Problem requirements »
A word-for-word copy of every entry below is required; the images do not belong in it.

Data shown »
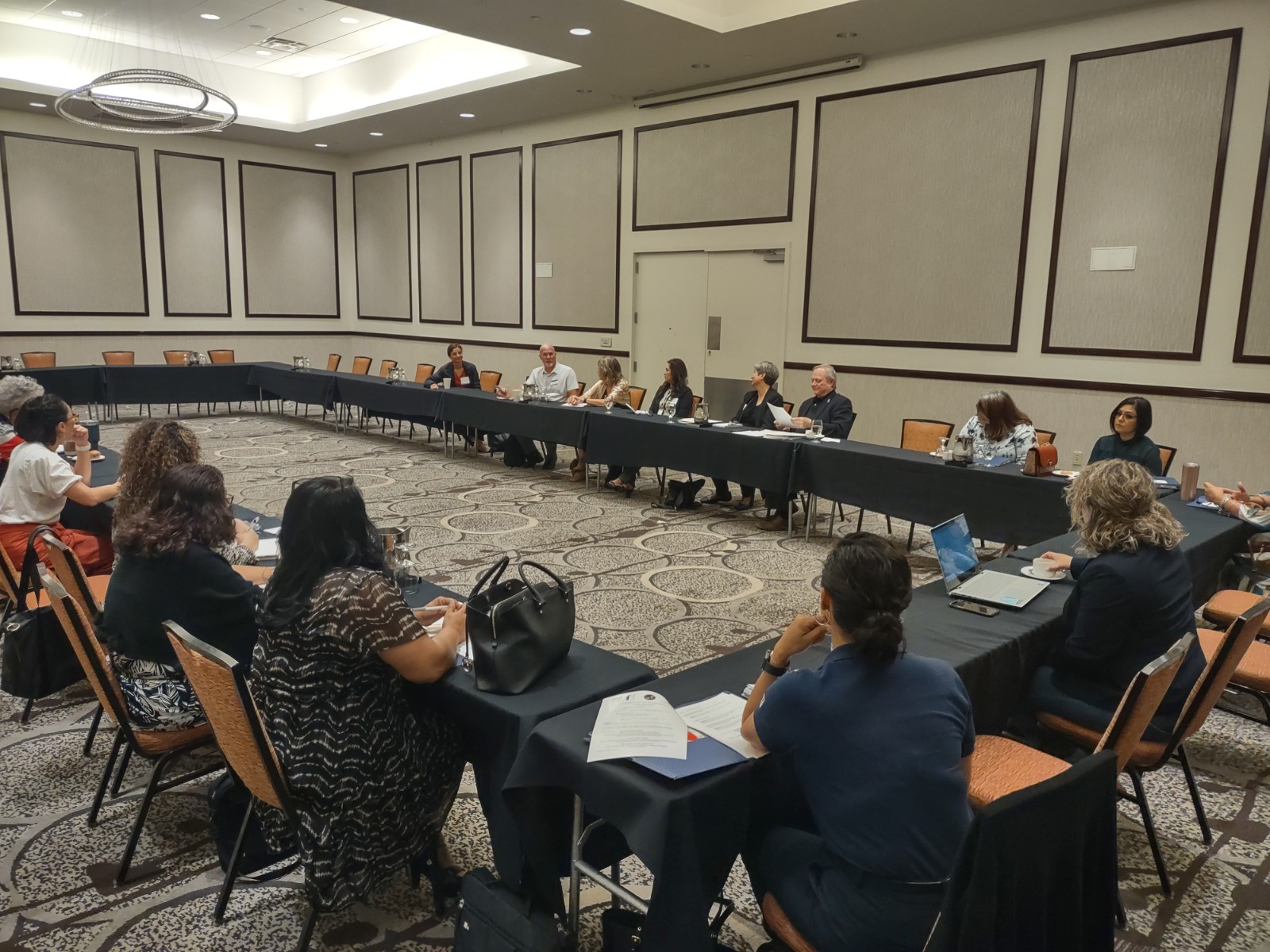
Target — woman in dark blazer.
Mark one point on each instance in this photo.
(1130, 603)
(752, 413)
(672, 399)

Result of this exercise »
Target — woman in dark blazer.
Mark one point on each instance in this photo.
(1130, 603)
(752, 413)
(672, 399)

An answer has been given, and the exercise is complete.